Problem — Select every line of the listing below that holds the word "tall", and copy each one out in full. Case counts.

-- start Data extract --

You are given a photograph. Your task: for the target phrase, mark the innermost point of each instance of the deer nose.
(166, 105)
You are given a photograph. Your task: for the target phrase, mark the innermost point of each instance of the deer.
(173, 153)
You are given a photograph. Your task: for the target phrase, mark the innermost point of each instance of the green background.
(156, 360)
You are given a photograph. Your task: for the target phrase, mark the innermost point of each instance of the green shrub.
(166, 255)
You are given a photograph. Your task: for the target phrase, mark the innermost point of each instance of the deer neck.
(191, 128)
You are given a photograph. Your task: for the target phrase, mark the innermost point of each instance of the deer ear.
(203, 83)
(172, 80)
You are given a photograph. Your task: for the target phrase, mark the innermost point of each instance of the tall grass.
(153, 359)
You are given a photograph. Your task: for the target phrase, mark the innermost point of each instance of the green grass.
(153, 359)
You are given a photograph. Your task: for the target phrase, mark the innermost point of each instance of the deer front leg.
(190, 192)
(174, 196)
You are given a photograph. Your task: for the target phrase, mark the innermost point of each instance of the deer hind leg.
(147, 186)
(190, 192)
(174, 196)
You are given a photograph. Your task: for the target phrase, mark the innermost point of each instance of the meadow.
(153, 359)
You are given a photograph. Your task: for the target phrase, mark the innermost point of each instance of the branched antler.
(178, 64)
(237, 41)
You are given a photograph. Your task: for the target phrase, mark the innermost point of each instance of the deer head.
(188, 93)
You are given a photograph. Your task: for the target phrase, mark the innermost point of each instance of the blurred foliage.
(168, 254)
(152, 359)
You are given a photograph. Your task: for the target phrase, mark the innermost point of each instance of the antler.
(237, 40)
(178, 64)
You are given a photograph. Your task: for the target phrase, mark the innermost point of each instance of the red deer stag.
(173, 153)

-- end Data extract --
-- start Data extract --

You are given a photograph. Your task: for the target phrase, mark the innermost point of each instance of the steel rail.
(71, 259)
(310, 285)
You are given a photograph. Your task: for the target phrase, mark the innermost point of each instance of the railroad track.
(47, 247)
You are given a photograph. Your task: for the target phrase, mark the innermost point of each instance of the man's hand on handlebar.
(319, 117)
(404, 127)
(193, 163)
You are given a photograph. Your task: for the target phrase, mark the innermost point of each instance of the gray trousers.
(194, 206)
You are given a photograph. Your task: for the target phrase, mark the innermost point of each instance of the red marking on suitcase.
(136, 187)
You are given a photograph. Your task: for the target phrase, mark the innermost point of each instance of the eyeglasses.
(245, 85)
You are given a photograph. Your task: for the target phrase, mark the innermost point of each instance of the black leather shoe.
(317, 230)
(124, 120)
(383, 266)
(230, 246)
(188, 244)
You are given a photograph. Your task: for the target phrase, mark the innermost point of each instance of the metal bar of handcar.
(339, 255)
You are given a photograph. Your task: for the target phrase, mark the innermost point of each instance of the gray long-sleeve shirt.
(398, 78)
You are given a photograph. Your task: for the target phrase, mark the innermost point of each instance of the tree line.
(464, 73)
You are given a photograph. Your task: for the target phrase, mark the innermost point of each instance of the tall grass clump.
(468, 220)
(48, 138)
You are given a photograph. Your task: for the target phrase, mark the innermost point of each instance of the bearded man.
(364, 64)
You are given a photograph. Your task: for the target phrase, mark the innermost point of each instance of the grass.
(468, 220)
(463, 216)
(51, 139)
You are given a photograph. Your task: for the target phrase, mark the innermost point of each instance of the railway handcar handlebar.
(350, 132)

-- end Data extract --
-- start Data extract --

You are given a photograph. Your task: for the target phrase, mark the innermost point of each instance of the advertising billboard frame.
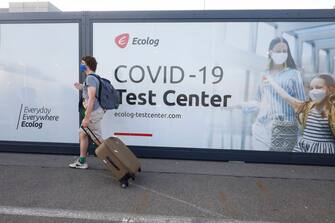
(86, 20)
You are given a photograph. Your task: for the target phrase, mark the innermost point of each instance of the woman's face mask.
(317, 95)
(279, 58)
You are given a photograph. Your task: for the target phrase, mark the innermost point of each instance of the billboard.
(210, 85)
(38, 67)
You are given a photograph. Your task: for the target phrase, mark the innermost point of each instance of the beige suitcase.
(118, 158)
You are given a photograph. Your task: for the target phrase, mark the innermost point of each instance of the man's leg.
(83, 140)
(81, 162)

-- end Data extract --

Task response —
You are given a photograph. Your task: for the target phrase, mark the innermost point of each instance of the tall grass.
You are given a photograph. Your task: for the target phrase, mark the innermost point of each instance of the tall grass clump.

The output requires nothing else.